# The task:
Lay out these records as a two-column CSV with the columns "request" and "answer", one row per record. Put each record's text and its answer in a single quoted field, replacing line breaks with spaces.

— start Available data —

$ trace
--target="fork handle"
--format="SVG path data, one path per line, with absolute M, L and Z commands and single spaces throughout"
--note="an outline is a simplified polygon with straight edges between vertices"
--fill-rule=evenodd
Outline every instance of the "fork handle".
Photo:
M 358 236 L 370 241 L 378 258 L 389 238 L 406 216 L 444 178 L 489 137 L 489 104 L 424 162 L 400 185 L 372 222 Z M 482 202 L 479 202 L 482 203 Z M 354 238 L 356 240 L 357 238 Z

— end Available data —

# Exercise output:
request,answer
"$ trace --target=""fork handle"" --format=""SVG path data, one path per line, with absolute M, L and Z commands and single spaces throughout"" --note=""an outline is a simplified polygon with straight edges between vertices"" --fill-rule=evenodd Outline every instance of the ""fork handle"". Photo:","M 358 236 L 370 241 L 378 258 L 389 238 L 406 216 L 444 178 L 489 137 L 489 104 L 424 162 L 400 185 L 372 222 Z M 482 202 L 479 202 L 482 203 Z M 354 238 L 356 240 L 357 238 Z"